## Exercise prompt
What you return must be the complete listing, unchanged.
Record excerpts section start
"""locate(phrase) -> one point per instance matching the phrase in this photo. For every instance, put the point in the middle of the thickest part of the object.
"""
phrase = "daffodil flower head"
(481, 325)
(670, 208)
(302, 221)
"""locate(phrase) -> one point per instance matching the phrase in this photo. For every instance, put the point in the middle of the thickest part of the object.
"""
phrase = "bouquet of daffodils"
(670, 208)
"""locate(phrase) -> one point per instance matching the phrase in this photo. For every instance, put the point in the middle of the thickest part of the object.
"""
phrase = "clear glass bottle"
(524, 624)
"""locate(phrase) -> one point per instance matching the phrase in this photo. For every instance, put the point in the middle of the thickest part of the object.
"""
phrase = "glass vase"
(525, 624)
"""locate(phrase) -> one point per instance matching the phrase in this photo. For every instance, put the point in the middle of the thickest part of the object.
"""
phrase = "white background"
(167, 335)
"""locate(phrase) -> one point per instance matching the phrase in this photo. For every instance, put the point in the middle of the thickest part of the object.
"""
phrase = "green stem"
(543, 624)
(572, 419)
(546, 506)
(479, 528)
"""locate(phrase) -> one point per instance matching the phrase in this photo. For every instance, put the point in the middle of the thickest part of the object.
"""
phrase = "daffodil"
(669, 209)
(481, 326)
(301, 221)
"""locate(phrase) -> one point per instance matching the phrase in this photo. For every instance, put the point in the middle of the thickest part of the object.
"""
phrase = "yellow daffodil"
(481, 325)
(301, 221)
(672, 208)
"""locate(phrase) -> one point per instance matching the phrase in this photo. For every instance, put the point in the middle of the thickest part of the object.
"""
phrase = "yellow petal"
Record excerpts section end
## Written response
"""locate(phrase) -> one point per instance matching the phrase in this photo. For every instance, put the point in the middle of the thickest part of the object.
"""
phrase = "daffodil flower head"
(481, 325)
(670, 208)
(302, 221)
"""locate(phrase) -> one point per instance matching the phrase in this photo. For every instance, put the point in the middle of the thickest part of the object.
"""
phrase = "bouquet of daffodils"
(670, 208)
"""locate(phrase) -> one point per instance matching the phrase in this photo. For every instance, put the point in the middle of the thickest part of the object.
"""
phrase = "clear glass bottle"
(524, 624)
"""locate(phrase) -> one point per instance matching the phrase in this photo. For every instance, put the point in the middle of the thickest part of the object.
"""
phrase = "glass vase"
(525, 624)
"""locate(phrase) -> one point per instance matching the phrase in this photo. For every instance, put the point in the middle of the thickest part of the object.
"""
phrase = "white background"
(167, 335)
"""locate(phrase) -> one point per instance matching the phrase in this photo. For every instance, put the point in the middle of the thickest part of the object.
"""
phrase = "green stem"
(543, 624)
(572, 419)
(546, 506)
(479, 528)
"""locate(phrase) -> one point per instance matching the phrase in this photo. For every instance, put the point in the middle of the thickest part of the object.
"""
phrase = "daffodil"
(669, 209)
(481, 326)
(301, 221)
"""locate(phrase) -> one point per instance matching the phrase in this photo. For every instance, put the point in the middle of the thickest part of the object.
"""
phrase = "yellow daffodil"
(481, 325)
(301, 221)
(672, 208)
"""locate(phrase) -> one point per instance matching the phrase in this photo. For every instance, put the point in the middle of the thickest part of the object.
"""
phrase = "yellow petal"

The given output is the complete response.